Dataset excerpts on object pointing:
# # #

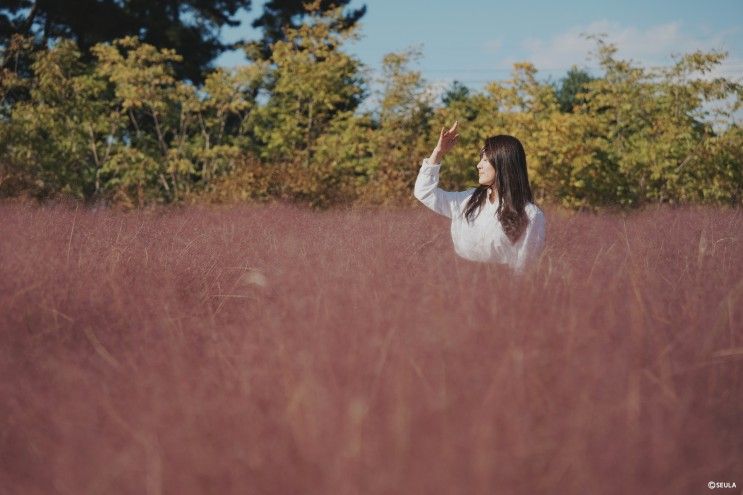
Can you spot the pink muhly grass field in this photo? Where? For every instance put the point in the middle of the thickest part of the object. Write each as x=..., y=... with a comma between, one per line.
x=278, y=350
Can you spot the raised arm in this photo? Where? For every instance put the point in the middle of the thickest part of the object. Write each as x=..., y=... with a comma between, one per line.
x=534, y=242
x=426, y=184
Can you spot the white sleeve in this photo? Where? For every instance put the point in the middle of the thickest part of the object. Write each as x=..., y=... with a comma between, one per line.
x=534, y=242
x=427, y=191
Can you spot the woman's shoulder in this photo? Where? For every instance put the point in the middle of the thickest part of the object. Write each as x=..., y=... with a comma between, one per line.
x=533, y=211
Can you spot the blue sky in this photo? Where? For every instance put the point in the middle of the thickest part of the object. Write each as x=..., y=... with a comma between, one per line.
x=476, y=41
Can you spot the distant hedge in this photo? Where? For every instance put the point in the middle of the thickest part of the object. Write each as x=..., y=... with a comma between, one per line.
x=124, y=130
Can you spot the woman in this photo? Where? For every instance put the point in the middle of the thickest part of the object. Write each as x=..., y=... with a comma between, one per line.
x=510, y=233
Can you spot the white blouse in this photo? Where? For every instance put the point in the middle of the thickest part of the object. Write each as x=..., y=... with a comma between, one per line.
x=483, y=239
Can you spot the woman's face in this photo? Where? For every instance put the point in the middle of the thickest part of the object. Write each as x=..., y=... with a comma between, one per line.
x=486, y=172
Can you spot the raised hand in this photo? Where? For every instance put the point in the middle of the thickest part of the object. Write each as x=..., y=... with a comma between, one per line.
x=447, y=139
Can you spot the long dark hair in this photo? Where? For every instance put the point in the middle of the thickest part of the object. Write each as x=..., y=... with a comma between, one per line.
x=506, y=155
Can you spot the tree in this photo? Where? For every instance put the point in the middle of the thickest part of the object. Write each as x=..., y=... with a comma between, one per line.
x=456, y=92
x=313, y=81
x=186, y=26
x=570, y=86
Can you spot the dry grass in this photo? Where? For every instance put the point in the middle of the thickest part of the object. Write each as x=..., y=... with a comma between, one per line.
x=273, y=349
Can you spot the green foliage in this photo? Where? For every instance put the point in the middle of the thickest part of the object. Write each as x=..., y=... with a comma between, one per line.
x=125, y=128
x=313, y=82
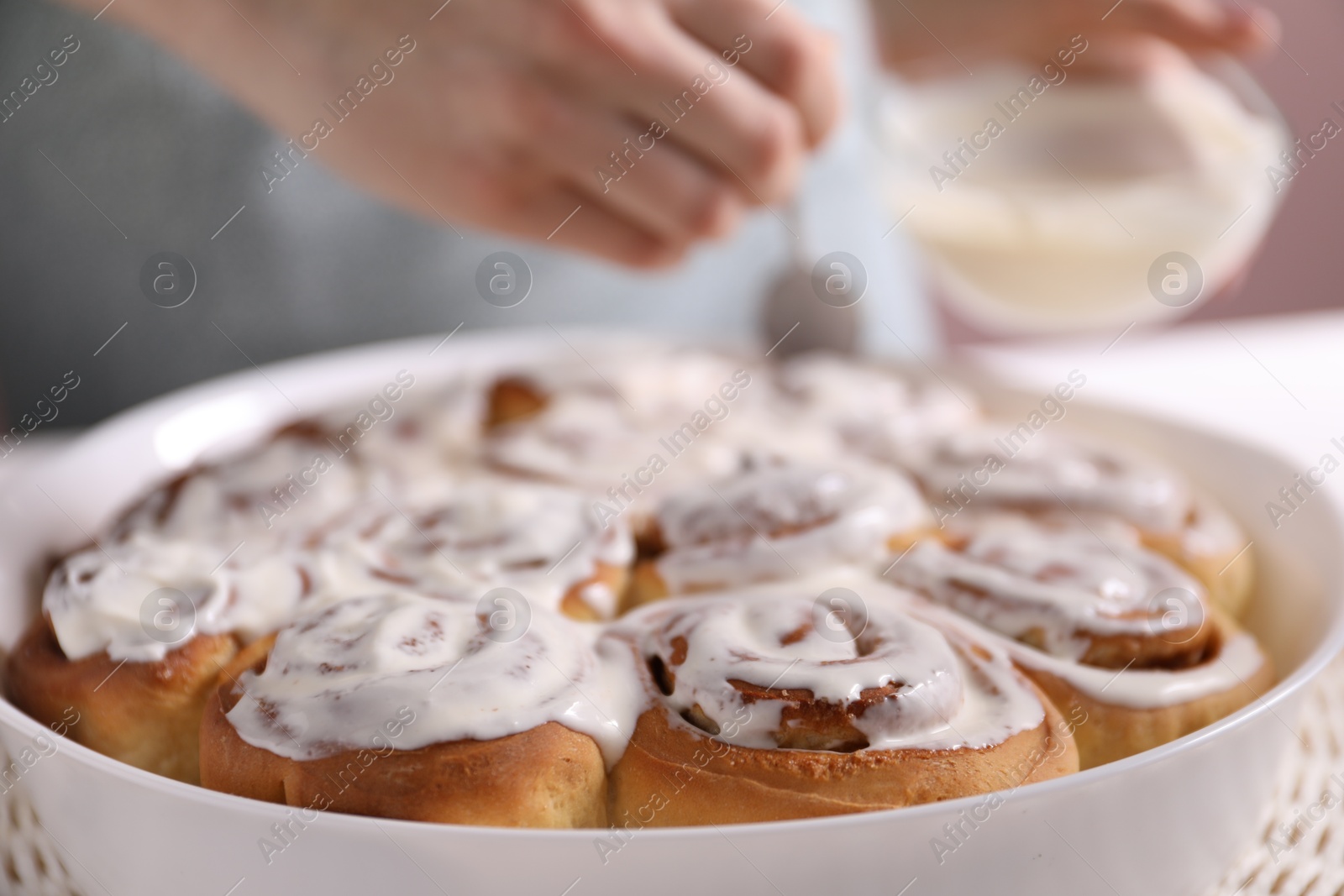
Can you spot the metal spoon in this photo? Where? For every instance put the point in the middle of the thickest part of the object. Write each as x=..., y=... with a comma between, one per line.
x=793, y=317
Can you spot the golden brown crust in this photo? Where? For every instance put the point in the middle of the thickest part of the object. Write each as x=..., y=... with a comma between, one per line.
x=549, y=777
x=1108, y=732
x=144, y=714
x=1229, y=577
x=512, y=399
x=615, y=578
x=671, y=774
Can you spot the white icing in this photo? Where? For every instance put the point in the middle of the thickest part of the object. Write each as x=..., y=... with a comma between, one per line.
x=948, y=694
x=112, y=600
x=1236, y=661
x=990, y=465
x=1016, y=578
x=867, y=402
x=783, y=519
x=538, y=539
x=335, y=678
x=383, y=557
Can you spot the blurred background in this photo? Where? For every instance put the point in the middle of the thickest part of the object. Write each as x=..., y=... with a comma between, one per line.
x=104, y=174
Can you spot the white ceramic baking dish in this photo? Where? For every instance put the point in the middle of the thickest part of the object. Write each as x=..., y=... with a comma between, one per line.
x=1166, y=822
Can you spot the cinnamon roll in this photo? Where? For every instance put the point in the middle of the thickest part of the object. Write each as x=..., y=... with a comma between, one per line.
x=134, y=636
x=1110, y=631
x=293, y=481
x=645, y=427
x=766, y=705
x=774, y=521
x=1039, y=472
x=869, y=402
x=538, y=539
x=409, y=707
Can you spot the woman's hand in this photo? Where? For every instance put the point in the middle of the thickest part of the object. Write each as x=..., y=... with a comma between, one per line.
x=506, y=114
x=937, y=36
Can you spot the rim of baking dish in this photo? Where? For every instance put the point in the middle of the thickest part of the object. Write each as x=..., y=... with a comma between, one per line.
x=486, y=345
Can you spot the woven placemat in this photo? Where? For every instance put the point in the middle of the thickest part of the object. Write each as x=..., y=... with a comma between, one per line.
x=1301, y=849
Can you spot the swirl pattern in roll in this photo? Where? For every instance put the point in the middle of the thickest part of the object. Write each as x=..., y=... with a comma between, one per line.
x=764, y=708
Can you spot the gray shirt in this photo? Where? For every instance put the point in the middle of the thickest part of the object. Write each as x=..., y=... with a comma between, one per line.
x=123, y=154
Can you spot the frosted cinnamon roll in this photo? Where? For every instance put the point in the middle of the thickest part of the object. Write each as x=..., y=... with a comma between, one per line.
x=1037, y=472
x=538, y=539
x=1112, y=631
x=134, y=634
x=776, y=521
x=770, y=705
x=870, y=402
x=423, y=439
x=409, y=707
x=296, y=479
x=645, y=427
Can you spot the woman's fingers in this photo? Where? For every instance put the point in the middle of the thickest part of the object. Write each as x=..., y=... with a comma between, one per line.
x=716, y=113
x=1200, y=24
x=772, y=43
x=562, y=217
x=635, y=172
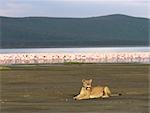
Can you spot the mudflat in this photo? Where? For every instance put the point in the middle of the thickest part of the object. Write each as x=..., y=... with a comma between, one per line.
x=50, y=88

# # #

● **WHAT IS EXPECTED**:
Turn all of the entries above into a JSON list of strings with one string per line, skipping blank lines. Omit the pictures.

● **ANSWER FOR THIS EXERCISE**:
[
  "Can you spot the pink muhly grass field in this photo? Where? For every instance put the point in the middle of the thickest part of the object. Write each as x=..., y=... with a comma between, one per line.",
  "x=278, y=350",
  "Can you spot the raised arm in this photo? Where? For every instance put the point in the middle of the thickest part of the object. Write each as x=..., y=... with a comma between, one per line.",
  "x=534, y=242",
  "x=426, y=184",
  "Can you spot the white sleeve in this photo? Where? For every instance put the point in the middle of the thickest part of the object. Write each as x=..., y=... with a comma between, one per line.",
  "x=534, y=242",
  "x=427, y=191",
  "Can you spot the woman's shoulder in this photo? Where? For every instance put the point in the middle of the thickest part of the object. Write each as x=..., y=... with a comma between, one per line.",
  "x=533, y=211",
  "Can you spot the blue sky in this photo? Where? For every instance put the point in the middle of the thickest part of the object. Write each as x=..., y=... with a comma between, one per line.",
  "x=476, y=41",
  "Can you spot the distant hedge in this photo? Where? For every instance put the point in the middle of the thickest part of the object. Write each as x=..., y=... with a comma between, one per line.",
  "x=124, y=130",
  "Can you spot the woman in this photo? Where? For every instance put the point in the middle of the thickest part of the object. Write each as x=..., y=... with a comma between, one per line.",
  "x=510, y=233",
  "Can you spot the white blouse in this photo? Where? For every instance put the point in the middle of the thickest part of the object. Write each as x=..., y=... with a comma between, one per line.",
  "x=483, y=239",
  "Can you spot the woman's face in this photo? Where? For every instance put the point in the middle of the thickest part of the object. Write each as x=..., y=... with a comma between, one per line.",
  "x=486, y=172",
  "Can you spot the raised hand in this photo? Where? For every instance put the point in the middle of the thickest part of the object. Write each as x=..., y=... with a comma between, one per line.",
  "x=447, y=139",
  "Can you spot the long dark hair in this photo? Where? For every instance put the point in the middle of the thickest part of the object. Write each as x=..., y=... with a comma between, one per line.",
  "x=506, y=155",
  "Can you spot the tree in this photo? Where? For every instance put the point in the middle of the thickest part of the object. Write each as x=..., y=... with a comma between, one per line.",
  "x=456, y=92",
  "x=313, y=81",
  "x=186, y=26",
  "x=570, y=86",
  "Can you spot the dry grass in this photo? Where? For every instance put the point in the middle of the thickest part of the object. Write each as x=..., y=... with a comma between, one per line.",
  "x=273, y=349",
  "Can you spot the green foliage in this photo? Where? For every instance put the point in the middle of the thickest part of the object. Write each as x=..., y=... with a comma between, one per line.",
  "x=125, y=128",
  "x=313, y=82",
  "Can you spot the metal spoon in this photo? Where? For every instance put the point in the middle of the thickest part of the object. Write each as x=..., y=... with a comma between, one per line.",
  "x=793, y=317",
  "Can you spot the golden brown crust in this photo? Where? For every instance put the point in the middle of the thickest part of the object. Write each as x=..., y=... with a comma between, one per line.",
  "x=549, y=777",
  "x=1108, y=732",
  "x=144, y=714",
  "x=1229, y=577",
  "x=512, y=399",
  "x=615, y=578",
  "x=671, y=774",
  "Can you spot the white icing in this photo? Where? For every instance put the point in the middle of the thickest part of the object. Write each as x=..., y=... with a comma between, one per line.",
  "x=948, y=694",
  "x=112, y=600",
  "x=1236, y=661",
  "x=990, y=465",
  "x=1016, y=578",
  "x=867, y=402",
  "x=783, y=519",
  "x=538, y=539",
  "x=335, y=678",
  "x=383, y=557",
  "Can you spot the blurred background in this photo? Where? For every instance put the point in the middle of the thickest part of the object. Write each as x=..., y=... with a comma between, one per line.",
  "x=104, y=174",
  "Can you spot the white ceramic baking dish in this photo? Where? For every instance put the point in the middle of the thickest part of the object. Write each as x=..., y=... with a comma between, one per line.",
  "x=1166, y=822",
  "Can you spot the cinnamon roll in this photo? Where? For every instance put the point in the middle of the thickest part of the object. Write each as x=..., y=... with a comma between, one per line.",
  "x=134, y=636",
  "x=1110, y=631",
  "x=293, y=481",
  "x=645, y=427",
  "x=766, y=705",
  "x=774, y=521",
  "x=1039, y=472",
  "x=869, y=402",
  "x=538, y=539",
  "x=409, y=707",
  "Can you spot the woman's hand in this photo? Where? For every instance put the point in the middle of the thickest part of the object. Write each as x=..., y=... with a comma between, one per line.",
  "x=506, y=114",
  "x=937, y=36",
  "Can you spot the rim of baking dish in this photo? Where? For every instance put the point in the middle of the thickest part of the object. Write each as x=..., y=... with a comma between, one per line.",
  "x=486, y=345",
  "Can you spot the woven placemat in this photo? Where? For every instance put the point in the middle of the thickest part of the object. Write each as x=..., y=... with a comma between, one per line.",
  "x=1301, y=849",
  "Can you spot the swirl pattern in roll in this photo? Where? For every instance put the point in the middle of the thickest part of the object. Write each as x=..., y=... with a comma between, one per line.",
  "x=764, y=708",
  "Can you spot the gray shirt in this photo? Where? For every instance put the point in the middle of the thickest part of the object. Write each as x=..., y=... with a comma between, one per line.",
  "x=123, y=154",
  "Can you spot the frosted cinnamon roll in this photo? Where? For every instance put the point in the middle of the thickest part of the object. Write each as x=..., y=... with a comma between, one per line.",
  "x=1037, y=472",
  "x=538, y=539",
  "x=1112, y=631",
  "x=134, y=634",
  "x=776, y=521",
  "x=770, y=705",
  "x=870, y=402",
  "x=423, y=439",
  "x=409, y=707",
  "x=296, y=479",
  "x=645, y=427",
  "Can you spot the woman's fingers in this photo? Where? For every instance put the point in the middle of the thickest part of the object. Write each as x=..., y=... with a comma between, one per line.",
  "x=716, y=113",
  "x=1200, y=24",
  "x=772, y=43",
  "x=562, y=217",
  "x=635, y=172",
  "Can you spot the mudflat in this photo? Where? For every instance put the point in the middle of the thickest part of the object. Write each as x=..., y=... with a comma between, one per line.",
  "x=50, y=88"
]